As the position stands, the Public Works Loan Board, under Section 92 of the Housing Act, 1936, has power to make direct loans to certain bodies and persons for the construction, improvement, or purchase of houses for the working classes. This Amendment is to carry out the promise my right hon. Friend made to extend the powers of the Board to enable them to make direct loans for general housing.

We think that this Amendment is a reasonable one and do not therefore propose to offer any objections.

As I see it, this Amendment is consistent with the provisions of the Bill, which in the first instance raises the amount from £1,500 to £5,000 and therefore brings within its orbit houses that cannot be classed as working-class. The point I wish to put is this. If the Public Works Loan Commissioners are to be able to lend money over an increased range to private individuals, it occurs to me that this position may arise. The Loan Commissioners lend money at the rate of 3 per cent. to local authorities who then lend the money out to the prospective house owner at the rate of 3¼ per cent., charging only ¼ per cent. for administration. What safeguard is there, where money is advanced to private individuals, or to a company, or to a finance house, that the persons concerned do not lend the money above 3¼ per cent.? It might well be the case that the Loan Commissioners may be lending money to a bank or finance corporation who in their turn may be lending the money to people desiring to buy their houses, not at 3¼ per cent. but at 4 per cent., which is the amount charged by building societies or banks.

===

§ Things to do:
- 1) Set down everything in the housing debate excerpt from "As the position" down to "for general housing.", word for word.
- 2) Please rework the paragraph of the housing debate excerpt that opens with "As I see it" into a short bulleted list that keeps its main facts.
- 3) List each distinct percentage figure that appears in the housing debate excerpt.
The records that come next aren't needed for any of this.

§ Excerpted records:
===

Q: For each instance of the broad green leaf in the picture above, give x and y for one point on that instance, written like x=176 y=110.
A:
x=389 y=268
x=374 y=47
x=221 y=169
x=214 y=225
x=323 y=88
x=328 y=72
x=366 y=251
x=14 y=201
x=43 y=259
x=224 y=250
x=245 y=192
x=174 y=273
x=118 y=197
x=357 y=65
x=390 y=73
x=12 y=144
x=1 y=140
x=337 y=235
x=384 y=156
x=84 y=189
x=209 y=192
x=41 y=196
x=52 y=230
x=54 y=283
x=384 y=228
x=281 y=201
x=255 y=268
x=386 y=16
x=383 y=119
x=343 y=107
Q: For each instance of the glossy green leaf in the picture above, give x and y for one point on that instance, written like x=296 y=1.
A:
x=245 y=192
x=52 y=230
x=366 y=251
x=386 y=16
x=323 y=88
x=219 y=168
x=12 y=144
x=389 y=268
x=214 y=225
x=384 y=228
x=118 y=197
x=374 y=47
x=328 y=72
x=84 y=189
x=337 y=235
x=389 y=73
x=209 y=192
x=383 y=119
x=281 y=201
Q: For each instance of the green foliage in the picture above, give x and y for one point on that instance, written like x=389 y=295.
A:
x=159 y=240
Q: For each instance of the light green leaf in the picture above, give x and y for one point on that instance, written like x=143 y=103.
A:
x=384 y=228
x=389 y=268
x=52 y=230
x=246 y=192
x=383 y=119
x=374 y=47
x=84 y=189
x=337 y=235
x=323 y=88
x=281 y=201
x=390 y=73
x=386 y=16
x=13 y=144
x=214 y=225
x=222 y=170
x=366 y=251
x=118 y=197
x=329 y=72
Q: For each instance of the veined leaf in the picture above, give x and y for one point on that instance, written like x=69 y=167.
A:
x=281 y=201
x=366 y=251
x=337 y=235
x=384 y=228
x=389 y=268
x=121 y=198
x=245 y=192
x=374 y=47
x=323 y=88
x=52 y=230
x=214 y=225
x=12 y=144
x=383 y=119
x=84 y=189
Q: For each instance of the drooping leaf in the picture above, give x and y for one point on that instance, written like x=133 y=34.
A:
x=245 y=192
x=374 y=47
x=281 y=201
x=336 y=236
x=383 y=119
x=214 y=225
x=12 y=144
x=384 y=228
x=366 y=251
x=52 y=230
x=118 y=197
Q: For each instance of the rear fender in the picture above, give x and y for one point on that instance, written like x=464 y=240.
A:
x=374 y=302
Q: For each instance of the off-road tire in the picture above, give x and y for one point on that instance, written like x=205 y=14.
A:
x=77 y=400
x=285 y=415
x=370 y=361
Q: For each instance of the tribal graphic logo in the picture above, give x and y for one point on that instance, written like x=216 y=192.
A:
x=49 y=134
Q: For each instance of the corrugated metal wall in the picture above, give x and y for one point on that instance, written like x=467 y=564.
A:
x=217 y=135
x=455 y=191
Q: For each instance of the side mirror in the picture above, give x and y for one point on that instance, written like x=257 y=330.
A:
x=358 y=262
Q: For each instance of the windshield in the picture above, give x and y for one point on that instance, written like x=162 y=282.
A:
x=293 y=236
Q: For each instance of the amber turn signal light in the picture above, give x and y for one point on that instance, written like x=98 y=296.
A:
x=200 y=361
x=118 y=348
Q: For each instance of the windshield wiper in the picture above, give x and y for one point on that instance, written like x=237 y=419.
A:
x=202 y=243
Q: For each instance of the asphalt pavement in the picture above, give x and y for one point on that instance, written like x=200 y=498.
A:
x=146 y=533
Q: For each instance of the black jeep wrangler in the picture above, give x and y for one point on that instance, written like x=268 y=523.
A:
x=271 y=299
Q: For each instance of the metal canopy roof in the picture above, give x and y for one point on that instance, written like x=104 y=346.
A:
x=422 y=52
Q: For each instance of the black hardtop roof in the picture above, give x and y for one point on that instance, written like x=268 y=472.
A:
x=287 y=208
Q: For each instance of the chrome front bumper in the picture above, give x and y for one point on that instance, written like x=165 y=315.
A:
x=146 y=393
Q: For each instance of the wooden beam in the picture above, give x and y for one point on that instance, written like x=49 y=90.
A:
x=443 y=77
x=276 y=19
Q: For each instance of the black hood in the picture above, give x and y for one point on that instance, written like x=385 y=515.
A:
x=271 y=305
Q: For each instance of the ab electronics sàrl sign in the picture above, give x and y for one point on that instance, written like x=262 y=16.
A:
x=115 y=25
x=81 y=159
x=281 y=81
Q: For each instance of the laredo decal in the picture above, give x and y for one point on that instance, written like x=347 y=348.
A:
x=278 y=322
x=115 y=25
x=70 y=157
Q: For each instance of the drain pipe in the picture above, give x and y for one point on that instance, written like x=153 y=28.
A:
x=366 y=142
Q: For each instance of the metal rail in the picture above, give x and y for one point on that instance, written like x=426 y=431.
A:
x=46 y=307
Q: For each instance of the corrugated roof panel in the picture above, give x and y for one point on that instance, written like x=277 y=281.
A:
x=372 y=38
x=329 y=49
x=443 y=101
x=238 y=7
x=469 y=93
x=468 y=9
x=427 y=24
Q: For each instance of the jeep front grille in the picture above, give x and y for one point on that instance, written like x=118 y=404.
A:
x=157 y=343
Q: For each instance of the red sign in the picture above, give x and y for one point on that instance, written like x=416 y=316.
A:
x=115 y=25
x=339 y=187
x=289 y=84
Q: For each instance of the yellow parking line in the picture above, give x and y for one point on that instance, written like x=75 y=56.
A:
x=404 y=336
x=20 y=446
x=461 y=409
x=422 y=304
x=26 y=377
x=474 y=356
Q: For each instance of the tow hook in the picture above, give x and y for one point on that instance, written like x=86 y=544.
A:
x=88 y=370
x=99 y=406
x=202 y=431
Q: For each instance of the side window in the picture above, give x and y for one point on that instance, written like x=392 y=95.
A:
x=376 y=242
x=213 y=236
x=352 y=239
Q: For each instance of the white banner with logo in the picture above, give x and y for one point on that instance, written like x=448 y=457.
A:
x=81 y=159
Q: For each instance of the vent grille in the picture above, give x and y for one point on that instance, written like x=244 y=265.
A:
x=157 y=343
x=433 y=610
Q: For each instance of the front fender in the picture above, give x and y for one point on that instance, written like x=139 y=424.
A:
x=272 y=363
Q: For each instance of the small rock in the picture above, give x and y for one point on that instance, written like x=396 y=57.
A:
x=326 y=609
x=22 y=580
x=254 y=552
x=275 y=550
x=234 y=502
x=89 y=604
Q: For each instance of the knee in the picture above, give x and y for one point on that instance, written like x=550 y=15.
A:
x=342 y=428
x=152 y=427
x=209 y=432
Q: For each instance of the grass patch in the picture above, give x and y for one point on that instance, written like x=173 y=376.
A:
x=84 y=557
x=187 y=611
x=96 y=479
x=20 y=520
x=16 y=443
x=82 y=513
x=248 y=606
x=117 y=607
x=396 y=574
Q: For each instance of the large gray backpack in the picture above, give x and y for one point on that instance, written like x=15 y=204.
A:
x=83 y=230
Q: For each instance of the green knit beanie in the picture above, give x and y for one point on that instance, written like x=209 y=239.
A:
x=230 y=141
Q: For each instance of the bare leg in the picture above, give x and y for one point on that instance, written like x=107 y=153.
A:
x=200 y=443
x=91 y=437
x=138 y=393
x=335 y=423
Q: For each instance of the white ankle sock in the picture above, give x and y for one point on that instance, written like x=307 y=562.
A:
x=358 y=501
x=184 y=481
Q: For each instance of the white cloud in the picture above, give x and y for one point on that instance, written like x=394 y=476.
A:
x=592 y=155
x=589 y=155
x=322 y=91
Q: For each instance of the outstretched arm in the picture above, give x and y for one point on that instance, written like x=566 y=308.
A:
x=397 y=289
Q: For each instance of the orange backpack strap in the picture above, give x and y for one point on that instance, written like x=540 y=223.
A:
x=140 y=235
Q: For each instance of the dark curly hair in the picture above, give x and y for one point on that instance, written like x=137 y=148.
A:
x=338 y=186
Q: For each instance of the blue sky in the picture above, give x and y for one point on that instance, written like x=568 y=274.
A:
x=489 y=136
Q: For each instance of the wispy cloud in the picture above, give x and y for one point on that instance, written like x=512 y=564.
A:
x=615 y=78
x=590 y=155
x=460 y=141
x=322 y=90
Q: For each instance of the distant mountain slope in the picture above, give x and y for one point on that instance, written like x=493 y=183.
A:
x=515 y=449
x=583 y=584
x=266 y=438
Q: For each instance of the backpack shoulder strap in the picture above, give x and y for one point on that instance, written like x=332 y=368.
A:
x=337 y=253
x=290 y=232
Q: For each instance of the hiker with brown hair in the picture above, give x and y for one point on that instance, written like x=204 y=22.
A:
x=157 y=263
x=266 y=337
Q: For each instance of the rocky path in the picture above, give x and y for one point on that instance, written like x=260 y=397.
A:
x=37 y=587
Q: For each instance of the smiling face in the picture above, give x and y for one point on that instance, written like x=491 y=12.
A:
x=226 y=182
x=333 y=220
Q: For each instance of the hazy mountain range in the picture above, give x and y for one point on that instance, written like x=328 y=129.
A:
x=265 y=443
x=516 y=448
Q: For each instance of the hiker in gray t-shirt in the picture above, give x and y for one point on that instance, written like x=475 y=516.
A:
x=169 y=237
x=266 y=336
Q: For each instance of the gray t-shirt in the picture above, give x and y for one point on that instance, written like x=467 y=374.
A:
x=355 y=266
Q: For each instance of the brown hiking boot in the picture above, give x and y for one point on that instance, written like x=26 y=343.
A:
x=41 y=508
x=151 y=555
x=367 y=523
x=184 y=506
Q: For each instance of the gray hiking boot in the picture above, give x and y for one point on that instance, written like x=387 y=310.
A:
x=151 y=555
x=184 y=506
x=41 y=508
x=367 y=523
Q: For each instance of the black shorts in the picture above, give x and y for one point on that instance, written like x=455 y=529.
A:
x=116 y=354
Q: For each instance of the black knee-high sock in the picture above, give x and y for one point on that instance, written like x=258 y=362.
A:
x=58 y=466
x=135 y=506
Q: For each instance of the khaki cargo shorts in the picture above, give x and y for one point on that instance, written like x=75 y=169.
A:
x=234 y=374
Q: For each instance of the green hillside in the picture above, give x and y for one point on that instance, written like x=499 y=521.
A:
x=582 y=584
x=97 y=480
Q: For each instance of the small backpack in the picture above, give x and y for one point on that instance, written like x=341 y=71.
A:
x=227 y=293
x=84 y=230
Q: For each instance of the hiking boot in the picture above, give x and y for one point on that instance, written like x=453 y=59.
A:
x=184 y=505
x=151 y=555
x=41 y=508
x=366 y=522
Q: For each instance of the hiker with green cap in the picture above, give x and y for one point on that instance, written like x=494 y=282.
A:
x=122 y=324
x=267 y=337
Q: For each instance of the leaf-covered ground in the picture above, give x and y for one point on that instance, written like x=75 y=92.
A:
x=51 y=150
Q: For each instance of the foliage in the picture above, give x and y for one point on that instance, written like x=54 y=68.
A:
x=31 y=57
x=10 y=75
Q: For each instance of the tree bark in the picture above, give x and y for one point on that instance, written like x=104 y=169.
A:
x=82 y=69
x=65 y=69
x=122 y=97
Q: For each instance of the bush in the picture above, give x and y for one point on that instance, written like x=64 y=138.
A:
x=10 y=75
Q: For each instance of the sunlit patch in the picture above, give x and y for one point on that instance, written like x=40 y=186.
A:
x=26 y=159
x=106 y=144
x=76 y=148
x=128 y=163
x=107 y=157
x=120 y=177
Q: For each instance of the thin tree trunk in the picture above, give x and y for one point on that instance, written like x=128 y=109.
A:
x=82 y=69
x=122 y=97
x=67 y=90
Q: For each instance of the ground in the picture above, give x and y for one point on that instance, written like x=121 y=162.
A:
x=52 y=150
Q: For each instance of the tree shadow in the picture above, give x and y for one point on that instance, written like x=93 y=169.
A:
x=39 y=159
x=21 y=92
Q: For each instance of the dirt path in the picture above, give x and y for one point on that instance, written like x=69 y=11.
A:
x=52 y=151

===

§ Responses:
- 1)
As the position stands, the Public Works Loan Board, under Section 92 of the Housing Act, 1936, has power to make direct loans to certain bodies and persons for the construction, improvement, or purchase of houses for the working classes. This Amendment is to carry out the promise my right hon. Friend made to extend the powers of the Board to enable them to make direct loans for general housing.

- 2)
- The Amendment fits the Bill, which raises the amount from £1,500 to £5,000 and so covers houses that cannot be classed as working-class.
- The Public Works Loan Commissioners would be able to lend to private individuals over an increased range.
- The Commissioners lend to local authorities at 3 per cent. The authorities lend on to prospective house owners at 3¼ per cent., charging only ¼ per cent. for administration.
- The speaker asks what safeguard stops private individuals, companies or finance houses from lending the money above 3¼ per cent.
- A bank or finance corporation might lend to house buyers at 4 per cent., the amount charged by building societies or banks.

- 3)
- 3 per cent.
- 3¼ per cent.
- ¼ per cent.
- 4 per cent.